------ Testo dell'esercizio ------

Dopo più di un decennio di silenzio e decadenza, lo Tsunami di Pula torna a vivere. La storica discoteca all’aperto, a pochi passi dal mare lungo la Strada Statale 195, riapre i battenti e promette di riportare la movida nel sud della Sardegna, con un messaggio chiaro e semplice: “We are back”, siamo tornati.
Un annuncio che ha già fatto impazzire i nostalgici e gli appassionati del divertimento notturno, riaccendendo l’entusiasmo attorno a uno dei locali simbolo dell’epoca d’oro delle discoteche sarde. Chiuso ormai da oltre dieci anni, lo Tsunami era diventato una meta per gli amanti dell’“urban exploration”, attratti dalle atmosfere decadenti e dal fascino delle strutture abbandonate che un tempo ospitavano dj set, concerti e notti memorabili.
Fino alla crisi che colpì le sale da ballo in tutta Italia, il locale registrava sold out ad ogni serata, diventando un punto di riferimento per giovani e turisti in cerca di musica, divertimento e libertà all’aria aperta.
La rinascita dello Tsunami arriva in un momento in cui la domanda di spazi alternativi e suggestivi è tornata a crescere. Il fascino del passato si fonde così con la voglia di innovare, restituendo vita a un luogo che per anni è stato dimenticato ma mai rimosso dalla memoria collettiva. Secondo indiscrezioni, la struttura è stata oggetto di un progetto di recupero e messa in sicurezza, con l’obiettivo di preservarne l’anima originale e rilanciarla in chiave contemporanea.
Il ritorno dello Tsunami segna un nuovo capitolo per la nightlife sarda, pronta a recuperare centralità e attrattiva anche a livello nazionale. I gestori non hanno ancora comunicato la data esatta dell’inaugurazione, ma i lavori sarebbero già in corso, e il tam tam mediatico promette una stagione estiva all’insegna del revival e della rinascita.

------ Insieme di dati ------

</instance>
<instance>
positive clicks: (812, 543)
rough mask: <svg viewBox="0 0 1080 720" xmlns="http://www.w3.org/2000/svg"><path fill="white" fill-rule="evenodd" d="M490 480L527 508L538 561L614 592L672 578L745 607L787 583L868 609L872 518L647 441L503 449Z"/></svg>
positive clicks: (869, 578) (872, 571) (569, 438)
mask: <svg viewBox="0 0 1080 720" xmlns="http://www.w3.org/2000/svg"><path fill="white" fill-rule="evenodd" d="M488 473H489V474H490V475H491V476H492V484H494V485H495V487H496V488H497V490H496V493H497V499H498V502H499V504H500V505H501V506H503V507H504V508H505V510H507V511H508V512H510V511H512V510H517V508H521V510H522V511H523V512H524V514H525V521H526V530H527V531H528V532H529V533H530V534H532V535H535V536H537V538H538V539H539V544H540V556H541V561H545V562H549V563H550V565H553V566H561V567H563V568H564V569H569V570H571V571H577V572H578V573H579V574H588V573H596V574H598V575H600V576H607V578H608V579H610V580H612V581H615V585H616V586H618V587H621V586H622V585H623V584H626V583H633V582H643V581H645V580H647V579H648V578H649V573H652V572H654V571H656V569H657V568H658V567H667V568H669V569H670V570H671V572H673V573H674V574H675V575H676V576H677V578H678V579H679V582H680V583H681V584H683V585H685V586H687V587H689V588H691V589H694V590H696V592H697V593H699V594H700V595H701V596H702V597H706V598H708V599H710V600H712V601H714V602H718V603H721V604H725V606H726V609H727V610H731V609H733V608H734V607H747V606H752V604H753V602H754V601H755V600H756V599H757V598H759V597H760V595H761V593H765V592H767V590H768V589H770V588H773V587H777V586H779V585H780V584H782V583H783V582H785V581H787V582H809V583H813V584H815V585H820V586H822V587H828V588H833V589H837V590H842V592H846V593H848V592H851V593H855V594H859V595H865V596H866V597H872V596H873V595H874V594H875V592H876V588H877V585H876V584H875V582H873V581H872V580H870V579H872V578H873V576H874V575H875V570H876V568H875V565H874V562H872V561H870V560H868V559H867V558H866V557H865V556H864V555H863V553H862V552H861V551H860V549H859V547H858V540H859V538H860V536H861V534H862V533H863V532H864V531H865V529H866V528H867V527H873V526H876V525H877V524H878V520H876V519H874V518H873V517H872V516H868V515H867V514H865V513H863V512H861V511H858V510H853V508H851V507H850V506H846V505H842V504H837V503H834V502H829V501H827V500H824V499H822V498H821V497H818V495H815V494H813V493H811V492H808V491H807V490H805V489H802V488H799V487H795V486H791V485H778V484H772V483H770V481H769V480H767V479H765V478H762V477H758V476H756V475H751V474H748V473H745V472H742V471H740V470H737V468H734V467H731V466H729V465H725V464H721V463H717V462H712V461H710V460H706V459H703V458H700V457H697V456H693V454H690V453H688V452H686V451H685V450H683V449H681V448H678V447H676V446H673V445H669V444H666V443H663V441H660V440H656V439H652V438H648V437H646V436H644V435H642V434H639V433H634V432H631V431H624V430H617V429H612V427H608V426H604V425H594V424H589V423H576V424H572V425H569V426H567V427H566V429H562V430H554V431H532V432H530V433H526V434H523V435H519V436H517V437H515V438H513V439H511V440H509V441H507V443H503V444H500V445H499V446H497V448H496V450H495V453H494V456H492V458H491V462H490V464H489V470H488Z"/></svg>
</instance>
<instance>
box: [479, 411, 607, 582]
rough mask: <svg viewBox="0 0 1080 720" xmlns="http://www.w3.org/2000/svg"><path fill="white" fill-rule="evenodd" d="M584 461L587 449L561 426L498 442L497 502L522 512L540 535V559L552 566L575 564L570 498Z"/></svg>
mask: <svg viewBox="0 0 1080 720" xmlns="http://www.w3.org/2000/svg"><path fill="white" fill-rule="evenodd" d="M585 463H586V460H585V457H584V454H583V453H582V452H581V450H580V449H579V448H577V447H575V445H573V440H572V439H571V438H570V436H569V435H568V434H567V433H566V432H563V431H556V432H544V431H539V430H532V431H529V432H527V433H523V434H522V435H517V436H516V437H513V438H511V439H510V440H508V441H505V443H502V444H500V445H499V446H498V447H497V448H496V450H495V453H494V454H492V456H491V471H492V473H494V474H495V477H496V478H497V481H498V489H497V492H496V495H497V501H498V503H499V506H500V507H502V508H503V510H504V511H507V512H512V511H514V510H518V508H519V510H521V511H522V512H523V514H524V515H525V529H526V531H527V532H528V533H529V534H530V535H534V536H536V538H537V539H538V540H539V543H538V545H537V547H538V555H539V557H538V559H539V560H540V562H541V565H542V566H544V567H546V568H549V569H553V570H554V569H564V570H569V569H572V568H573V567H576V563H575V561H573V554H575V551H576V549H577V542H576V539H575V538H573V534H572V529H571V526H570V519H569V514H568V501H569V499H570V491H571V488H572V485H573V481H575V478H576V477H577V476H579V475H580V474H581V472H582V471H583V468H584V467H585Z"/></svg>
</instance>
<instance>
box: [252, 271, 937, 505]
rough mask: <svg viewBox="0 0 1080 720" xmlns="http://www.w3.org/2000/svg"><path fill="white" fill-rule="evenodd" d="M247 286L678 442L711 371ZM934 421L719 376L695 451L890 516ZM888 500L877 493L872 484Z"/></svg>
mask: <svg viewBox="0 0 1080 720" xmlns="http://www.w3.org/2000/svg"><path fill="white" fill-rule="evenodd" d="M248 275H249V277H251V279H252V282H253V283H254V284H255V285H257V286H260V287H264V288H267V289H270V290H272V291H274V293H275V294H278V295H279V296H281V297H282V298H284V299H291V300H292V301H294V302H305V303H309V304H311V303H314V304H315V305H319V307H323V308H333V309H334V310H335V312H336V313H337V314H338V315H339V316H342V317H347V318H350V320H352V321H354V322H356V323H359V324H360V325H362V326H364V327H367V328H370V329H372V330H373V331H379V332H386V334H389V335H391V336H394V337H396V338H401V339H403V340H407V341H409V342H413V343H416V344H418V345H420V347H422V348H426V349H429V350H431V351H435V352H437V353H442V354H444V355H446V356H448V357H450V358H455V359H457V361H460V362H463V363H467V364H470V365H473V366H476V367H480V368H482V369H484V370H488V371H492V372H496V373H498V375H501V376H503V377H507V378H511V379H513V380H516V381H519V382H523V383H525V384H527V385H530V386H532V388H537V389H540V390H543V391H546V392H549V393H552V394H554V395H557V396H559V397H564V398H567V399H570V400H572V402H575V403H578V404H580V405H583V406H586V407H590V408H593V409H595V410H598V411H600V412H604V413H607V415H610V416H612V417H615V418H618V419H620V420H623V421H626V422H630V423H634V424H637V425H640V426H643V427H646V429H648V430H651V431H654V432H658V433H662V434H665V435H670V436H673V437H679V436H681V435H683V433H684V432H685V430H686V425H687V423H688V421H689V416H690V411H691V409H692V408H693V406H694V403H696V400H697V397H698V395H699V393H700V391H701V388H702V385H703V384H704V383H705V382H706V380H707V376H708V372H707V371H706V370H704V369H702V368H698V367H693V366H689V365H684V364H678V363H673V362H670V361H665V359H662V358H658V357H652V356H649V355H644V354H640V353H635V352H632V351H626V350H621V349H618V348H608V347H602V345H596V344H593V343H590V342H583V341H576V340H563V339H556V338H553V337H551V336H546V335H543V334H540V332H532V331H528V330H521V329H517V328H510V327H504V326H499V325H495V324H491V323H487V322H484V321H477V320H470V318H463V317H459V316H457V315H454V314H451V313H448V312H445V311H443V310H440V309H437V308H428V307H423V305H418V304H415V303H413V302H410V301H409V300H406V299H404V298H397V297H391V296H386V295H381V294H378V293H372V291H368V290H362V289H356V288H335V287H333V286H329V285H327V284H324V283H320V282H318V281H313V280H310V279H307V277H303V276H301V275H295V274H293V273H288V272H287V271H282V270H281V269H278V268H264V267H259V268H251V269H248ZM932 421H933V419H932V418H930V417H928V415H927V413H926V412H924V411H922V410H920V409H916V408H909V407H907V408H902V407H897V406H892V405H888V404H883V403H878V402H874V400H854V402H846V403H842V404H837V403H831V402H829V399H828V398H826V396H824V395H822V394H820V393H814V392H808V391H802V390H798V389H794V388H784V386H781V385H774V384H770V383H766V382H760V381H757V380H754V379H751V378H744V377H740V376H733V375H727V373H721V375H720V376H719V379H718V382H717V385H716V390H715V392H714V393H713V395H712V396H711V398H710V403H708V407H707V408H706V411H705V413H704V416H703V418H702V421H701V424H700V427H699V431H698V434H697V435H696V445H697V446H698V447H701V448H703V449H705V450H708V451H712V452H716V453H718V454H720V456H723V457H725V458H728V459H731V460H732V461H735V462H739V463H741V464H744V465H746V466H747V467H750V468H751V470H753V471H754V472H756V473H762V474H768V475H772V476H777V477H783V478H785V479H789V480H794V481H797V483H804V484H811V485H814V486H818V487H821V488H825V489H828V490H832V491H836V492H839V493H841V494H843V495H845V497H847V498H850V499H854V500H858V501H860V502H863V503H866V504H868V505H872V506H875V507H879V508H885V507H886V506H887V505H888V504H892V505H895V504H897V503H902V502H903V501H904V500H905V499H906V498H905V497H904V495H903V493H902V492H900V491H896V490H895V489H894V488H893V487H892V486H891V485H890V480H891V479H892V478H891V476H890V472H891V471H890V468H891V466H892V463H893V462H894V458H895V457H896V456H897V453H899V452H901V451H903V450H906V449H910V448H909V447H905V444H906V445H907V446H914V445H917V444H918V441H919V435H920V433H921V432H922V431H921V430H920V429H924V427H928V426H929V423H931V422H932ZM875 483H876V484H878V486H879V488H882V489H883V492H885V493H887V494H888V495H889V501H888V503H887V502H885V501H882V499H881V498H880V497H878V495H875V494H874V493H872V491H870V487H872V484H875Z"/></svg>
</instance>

------

Consegna — Nel testo sullo Tsunami di Pula, lungo quale strada si trova la discoteca?

Risposta — Lungo la Strada Statale 195, a pochi passi dal mare.